• [Activity]:
Would you reproduce the data below exactly, please, leaving out its images?

• [Data provided]:
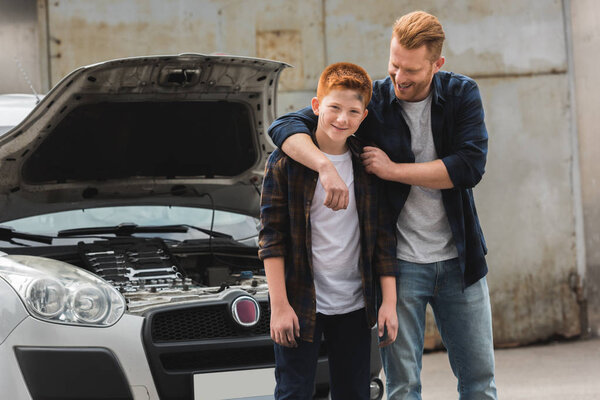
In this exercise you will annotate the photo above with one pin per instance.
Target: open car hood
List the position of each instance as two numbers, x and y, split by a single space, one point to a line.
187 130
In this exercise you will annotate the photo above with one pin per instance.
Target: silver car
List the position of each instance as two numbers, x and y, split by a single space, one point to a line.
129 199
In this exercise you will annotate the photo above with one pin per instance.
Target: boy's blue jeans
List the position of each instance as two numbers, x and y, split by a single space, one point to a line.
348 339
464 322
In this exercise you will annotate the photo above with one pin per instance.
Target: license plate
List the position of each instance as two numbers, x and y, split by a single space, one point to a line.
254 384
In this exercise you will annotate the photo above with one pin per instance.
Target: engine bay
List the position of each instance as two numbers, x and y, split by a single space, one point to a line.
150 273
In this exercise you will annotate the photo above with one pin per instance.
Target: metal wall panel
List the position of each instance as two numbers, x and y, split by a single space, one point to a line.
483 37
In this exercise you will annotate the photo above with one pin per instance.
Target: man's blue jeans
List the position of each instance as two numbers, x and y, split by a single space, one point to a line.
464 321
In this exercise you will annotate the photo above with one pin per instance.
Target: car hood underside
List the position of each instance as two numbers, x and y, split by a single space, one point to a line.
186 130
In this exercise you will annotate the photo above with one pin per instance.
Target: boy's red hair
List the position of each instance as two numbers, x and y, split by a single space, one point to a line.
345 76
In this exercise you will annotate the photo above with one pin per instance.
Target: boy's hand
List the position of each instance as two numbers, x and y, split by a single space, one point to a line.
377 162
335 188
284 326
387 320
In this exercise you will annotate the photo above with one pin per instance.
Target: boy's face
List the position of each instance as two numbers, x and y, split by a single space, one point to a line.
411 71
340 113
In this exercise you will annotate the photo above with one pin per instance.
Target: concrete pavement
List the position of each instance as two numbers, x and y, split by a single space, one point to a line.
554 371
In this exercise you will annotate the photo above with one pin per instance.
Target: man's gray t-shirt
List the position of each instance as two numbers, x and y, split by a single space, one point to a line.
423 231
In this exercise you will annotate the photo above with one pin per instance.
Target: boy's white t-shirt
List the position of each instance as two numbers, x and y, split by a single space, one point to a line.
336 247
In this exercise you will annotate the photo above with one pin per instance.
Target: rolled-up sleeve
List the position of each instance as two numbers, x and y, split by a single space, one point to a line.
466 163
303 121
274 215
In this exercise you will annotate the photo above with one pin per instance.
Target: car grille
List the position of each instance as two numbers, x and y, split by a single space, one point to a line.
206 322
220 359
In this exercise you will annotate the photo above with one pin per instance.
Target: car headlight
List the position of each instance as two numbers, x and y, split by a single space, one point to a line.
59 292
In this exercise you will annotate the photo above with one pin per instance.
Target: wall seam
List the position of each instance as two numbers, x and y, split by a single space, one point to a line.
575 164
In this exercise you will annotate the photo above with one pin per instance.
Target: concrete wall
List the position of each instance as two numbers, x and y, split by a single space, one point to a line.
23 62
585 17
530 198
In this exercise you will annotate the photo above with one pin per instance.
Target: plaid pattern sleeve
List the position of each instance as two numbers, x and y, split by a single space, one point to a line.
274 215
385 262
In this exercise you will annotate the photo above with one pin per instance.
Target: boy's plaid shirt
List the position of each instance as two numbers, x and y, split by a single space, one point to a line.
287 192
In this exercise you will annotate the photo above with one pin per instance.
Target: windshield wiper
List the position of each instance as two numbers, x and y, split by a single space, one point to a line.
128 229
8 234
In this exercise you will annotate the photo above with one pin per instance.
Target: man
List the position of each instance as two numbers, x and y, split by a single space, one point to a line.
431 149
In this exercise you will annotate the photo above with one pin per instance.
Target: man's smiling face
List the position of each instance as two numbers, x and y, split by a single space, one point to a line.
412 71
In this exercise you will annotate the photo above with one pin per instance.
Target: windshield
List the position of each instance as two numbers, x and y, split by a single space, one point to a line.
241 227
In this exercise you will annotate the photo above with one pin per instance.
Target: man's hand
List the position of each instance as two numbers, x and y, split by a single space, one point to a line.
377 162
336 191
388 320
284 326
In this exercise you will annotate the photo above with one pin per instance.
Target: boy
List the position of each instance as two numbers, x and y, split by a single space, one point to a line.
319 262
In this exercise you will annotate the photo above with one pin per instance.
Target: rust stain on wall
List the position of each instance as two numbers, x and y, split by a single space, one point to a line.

• [Task answer]:
In this exercise you will annotate the photo above with one pin per instance.
Target: open car hood
List the position of each instance as two numbers, x and y, split by a single space, one point to a line.
187 130
In this exercise you will annotate the photo above with one pin per instance.
Target: silver car
List the position of each instance as two numbers, x and y, split by a single space, one point to a line.
129 199
In this exercise you will annotate the photo above with one pin per instance.
Target: boy's blue jeans
List the position of each instance as two numbers, x and y, split by a single space, one point to a line.
348 339
464 322
In this exercise you will annotate the photo above with one pin per instance.
Target: license plate
List the position of each instance as two numbers, x and y, split by a single space, one point to a line.
254 384
In this exercise you will annotate the photo above with one pin per instance.
Target: engine bay
List the position of each instance as two numbers, x and y, split by a single space, one point to a line.
150 273
In this exercise you will annotate the photo above with one pin per instance.
Target: metal wall panel
List the position of each instance as two numbers, x and y, split by a single space, one point to a line.
483 37
In this exercise you will annotate the photo above with one pin per instance.
Target: man's blue jeans
List the position of each instance as two numbers, x and y, split by a single space, one point to a line.
464 321
In this exercise you will annotate the photo above with one pin per instance.
Target: car hood underside
List the position of each instance as two numbers, x and y, split by a single space, one point to a line.
186 130
In this exercise you will annotate the photo above with one pin per instance.
Target: boy's red hair
List the position of each instance as two numbers, x and y, split by a single space, one point to a line.
345 76
In this exercise you will annotate the photo above with one pin per instance.
Target: boy's hand
List the position of each instance as two numbers, x and y, split by a single space, one point to a line.
377 162
335 188
284 326
387 320
In this exercise you will annotate the photo above with one pin per instance.
Target: boy's face
List the position of each instance as two numbers, x and y, split by a single space, one point to a line.
411 71
340 113
In this exercise you will annotate the photo above with one pin per instance.
Target: concrete pavement
List the position of each instance as two numbers, x and y, split by a single space, one point to a line.
554 371
In this exercise you will annotate the photo above with one pin per instance.
Target: man's gray t-shirt
List the position of each instance as two numbers, x and y, split by a single space, one point to a line.
423 231
In this exercise you will annotate the photo above with one pin per instance.
Target: boy's white t-shirt
List the position of each instance as two numbers, x and y, split by a single space, one point to a line.
336 247
In this exercise you will annotate the photo above with one pin per instance.
Target: rolled-up sleeve
List the position of each instance as two numbers, x and y, split by a single space, one point to a line.
466 163
303 121
274 215
In this exercise you will annotate the photo above with one pin per instance.
Target: car grille
List the position of each instance as two numbers, x and y, split by a single space, one point to a line.
206 322
220 359
In this exercise you will annotate the photo above with one pin per instance.
Target: car headlight
List the position of each instance as two numbers, x and y, split by a single space, one point to a line.
59 292
In this exercise you will annotate the photo above with one pin per instance.
Target: wall seam
List the position of each instance as two numbers, x and y, split by a single space, one point to a line.
575 164
In this exercise you will annotate the photo above with one pin per instance.
Target: concrete wall
List the position of each instance as two numbers, x and y, split by a single space, one point to a line.
23 62
585 17
530 198
In this exercise you will annotate the photo above with one pin per instance.
Target: plaid pattern sleeve
List the position of each instance as two numbers, x and y, split by a single space, one point to a line.
274 215
385 262
In this exercise you will annotate the photo above with one pin per instance.
Target: boy's plaid shirt
List the position of each instance as two numbers, x and y, split by a single space, one point to a line.
287 192
In this exercise you will annotate the photo above with one pin per instance.
Target: windshield wiper
List the position of each instance as two numbers, x and y, split by a single space, one point to a line.
128 229
8 234
In this exercise you will annotate the photo above with one pin per instance.
Target: man
List the position of each instance as two numbers, x and y, split by a single space, one point to a line.
431 149
In this exercise you will annotate the photo above with one pin per instance.
Target: man's smiling face
List the position of each instance as two numbers, x and y, split by a single space, one point to a line.
412 71
In this exercise you will annotate the photo above with one pin per instance.
Target: windshield
List the position of each instance as two numbers, x and y, split by a single space, one point to a line.
241 227
In this exercise you will annotate the photo above with one pin per instance.
Target: man's hand
List the position of each instance as two numbers, x and y, split by a single space, one point to a line.
377 162
336 191
388 320
284 326
In this exercise you will annotate the photo above with one pin per instance.
Target: boy
List the position of each instance as two numbers, x and y, split by a single space, one point to a line.
319 262
In this exercise you will annotate the photo above with one pin per instance.
Target: rust stain on wall
List the position of each instance as two numbers, x and y, split by a single space, one point to a line.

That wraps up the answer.